··· Supplied entries ···

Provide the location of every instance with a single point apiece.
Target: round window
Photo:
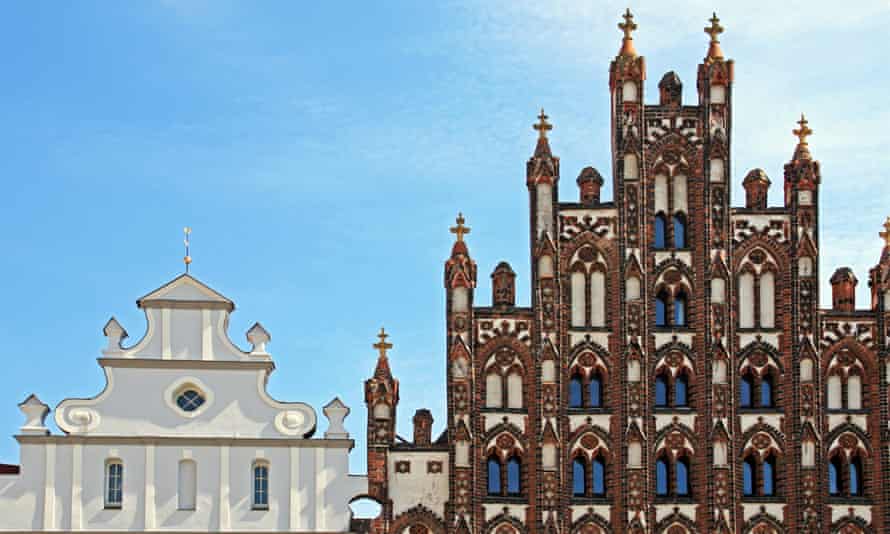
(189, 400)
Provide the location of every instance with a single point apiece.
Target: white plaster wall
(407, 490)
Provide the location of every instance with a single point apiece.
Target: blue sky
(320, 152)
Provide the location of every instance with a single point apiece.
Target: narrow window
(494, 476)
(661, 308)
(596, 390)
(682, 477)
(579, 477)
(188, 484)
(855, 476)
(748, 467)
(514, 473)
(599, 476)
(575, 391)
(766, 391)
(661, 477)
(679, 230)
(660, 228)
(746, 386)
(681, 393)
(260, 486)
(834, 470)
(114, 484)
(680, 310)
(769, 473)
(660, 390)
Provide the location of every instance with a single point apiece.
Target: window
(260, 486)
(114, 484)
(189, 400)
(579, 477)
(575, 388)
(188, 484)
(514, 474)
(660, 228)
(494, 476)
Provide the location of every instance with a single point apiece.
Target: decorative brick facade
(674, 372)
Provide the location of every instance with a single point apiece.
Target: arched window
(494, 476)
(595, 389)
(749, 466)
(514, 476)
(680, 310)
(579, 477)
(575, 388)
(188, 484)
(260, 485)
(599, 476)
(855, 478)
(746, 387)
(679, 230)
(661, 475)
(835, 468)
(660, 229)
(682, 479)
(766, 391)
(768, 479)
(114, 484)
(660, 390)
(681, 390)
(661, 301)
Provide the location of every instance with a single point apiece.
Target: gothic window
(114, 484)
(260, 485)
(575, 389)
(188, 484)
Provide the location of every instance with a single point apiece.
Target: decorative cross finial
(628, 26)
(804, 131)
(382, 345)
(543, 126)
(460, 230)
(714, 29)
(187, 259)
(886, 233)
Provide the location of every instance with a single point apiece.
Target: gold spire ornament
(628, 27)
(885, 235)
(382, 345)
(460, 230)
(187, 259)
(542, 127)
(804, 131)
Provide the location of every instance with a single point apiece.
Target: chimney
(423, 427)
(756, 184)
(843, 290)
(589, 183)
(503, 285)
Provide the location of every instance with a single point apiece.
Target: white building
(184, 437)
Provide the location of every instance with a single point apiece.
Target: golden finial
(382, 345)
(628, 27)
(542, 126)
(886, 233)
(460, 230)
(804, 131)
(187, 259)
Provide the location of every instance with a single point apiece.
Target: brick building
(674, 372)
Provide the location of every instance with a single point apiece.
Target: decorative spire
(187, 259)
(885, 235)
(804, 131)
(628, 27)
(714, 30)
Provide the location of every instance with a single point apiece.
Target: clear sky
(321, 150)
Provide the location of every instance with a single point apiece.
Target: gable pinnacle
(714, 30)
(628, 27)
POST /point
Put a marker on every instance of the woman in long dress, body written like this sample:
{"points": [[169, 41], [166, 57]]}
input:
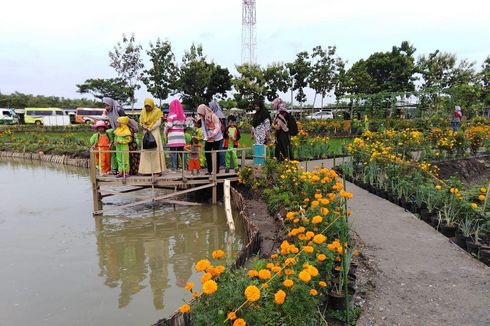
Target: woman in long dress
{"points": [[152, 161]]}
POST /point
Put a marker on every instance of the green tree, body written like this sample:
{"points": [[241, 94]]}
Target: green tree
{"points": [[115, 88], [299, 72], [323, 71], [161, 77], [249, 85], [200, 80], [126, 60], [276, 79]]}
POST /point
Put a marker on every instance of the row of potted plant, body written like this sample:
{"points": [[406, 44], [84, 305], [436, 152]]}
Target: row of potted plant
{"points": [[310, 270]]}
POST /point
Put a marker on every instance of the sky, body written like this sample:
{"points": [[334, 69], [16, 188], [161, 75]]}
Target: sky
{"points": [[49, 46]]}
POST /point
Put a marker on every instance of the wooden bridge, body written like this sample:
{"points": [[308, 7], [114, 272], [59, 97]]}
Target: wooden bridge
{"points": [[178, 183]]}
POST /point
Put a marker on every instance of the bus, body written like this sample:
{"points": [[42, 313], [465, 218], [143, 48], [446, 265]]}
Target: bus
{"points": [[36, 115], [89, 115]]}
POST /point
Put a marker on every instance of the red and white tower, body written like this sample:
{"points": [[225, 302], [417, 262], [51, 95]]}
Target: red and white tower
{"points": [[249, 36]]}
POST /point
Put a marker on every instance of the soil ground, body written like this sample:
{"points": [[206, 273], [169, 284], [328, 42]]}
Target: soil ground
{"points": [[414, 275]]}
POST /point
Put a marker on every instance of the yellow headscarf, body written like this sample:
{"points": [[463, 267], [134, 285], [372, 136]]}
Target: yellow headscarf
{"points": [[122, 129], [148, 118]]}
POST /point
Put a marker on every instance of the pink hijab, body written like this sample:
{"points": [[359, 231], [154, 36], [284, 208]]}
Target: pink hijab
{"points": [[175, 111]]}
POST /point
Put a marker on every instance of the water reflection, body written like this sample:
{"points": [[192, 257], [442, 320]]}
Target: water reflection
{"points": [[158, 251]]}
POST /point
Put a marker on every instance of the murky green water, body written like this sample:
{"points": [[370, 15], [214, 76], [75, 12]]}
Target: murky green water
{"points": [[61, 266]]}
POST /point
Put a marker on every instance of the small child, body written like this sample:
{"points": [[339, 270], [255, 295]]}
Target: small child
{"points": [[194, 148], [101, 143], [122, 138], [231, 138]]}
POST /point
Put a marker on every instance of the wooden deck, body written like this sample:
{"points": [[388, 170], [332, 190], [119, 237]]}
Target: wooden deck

···

Activity ▸ After identifying the lines above that contain "deck", copy each one.

Reply ▸
Put a marker on every instance of the wooden deck, body written like this sample:
Target: wooden deck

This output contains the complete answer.